*** Extracted entries

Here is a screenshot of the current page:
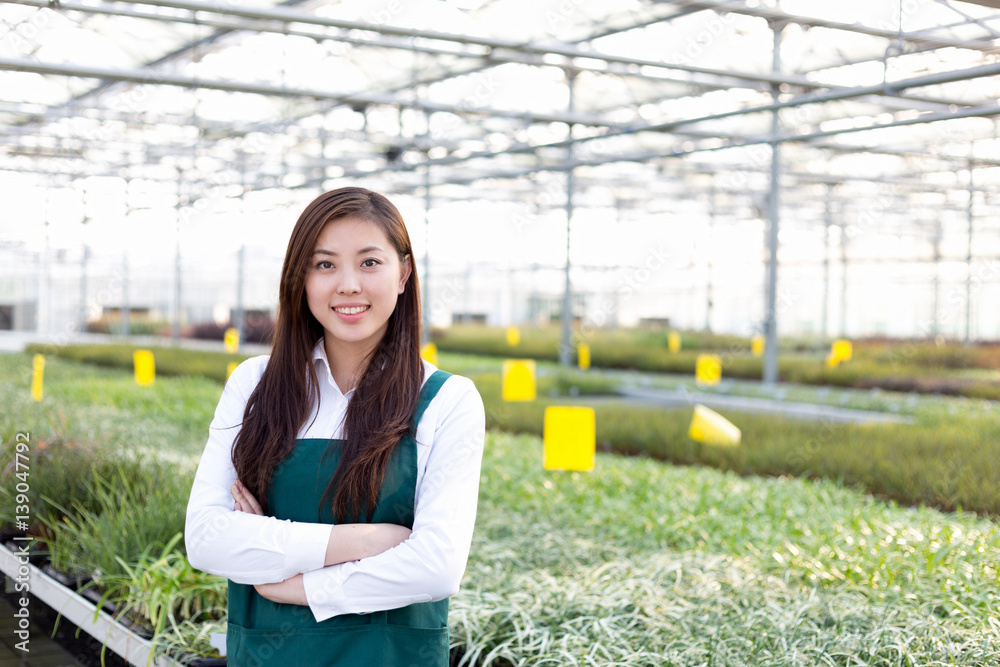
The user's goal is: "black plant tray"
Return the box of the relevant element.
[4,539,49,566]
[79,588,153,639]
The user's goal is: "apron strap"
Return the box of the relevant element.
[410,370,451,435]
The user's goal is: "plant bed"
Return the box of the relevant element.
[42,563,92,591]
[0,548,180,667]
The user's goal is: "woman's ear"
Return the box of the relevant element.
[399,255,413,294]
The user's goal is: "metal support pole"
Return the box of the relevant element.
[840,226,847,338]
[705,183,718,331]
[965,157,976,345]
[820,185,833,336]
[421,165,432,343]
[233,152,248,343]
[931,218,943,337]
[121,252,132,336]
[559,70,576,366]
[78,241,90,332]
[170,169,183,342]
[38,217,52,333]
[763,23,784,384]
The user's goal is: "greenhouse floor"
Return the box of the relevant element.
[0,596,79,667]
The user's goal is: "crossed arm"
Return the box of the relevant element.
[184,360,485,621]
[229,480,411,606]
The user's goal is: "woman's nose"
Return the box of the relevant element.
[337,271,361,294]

******

Request:
Rewrite the items above as a two-column CSV with the headers "prompt" and "boxes", one row per item, putting each item's text and its answer in a single quoted field apiece with line breaks replaced by spaces. Leave the pictures out.

The response:
prompt,boxes
"Here is a screenshot of the current page: The user's goal is: ""black plant tray"" Return the box of the relevant element.","[4,539,49,566] [79,588,153,639]"
"The user's goal is: ""apron strap"" Return the box of the relevant element.","[410,370,451,435]"
"The user's goal is: ""plant bed"" Return the box of the relevant element.","[42,563,92,591] [0,548,180,667]"
"The user's goal is: ""woman's ear"" Return the box of the relevant element.","[399,255,413,294]"
"The user's goal is: ""metal support pole"" Return the box of the relevant element.","[840,226,847,338] [705,183,718,331] [965,157,976,345] [820,185,833,336] [421,165,432,343] [233,152,248,343] [931,218,943,337] [121,252,132,336] [559,70,576,366] [78,241,90,332] [170,169,183,342] [38,217,52,333] [763,23,784,384]"
"The user's goal is: ""greenhouse floor"" Return the box of the relevant element.","[0,596,79,667]"
"The user's goal is: ""crossed arm"" Return the box of the relevant element.","[184,360,485,621] [229,480,411,606]"
"The user's goal is: ""woman's nose"" Return the box of the relevant element.","[337,271,361,294]"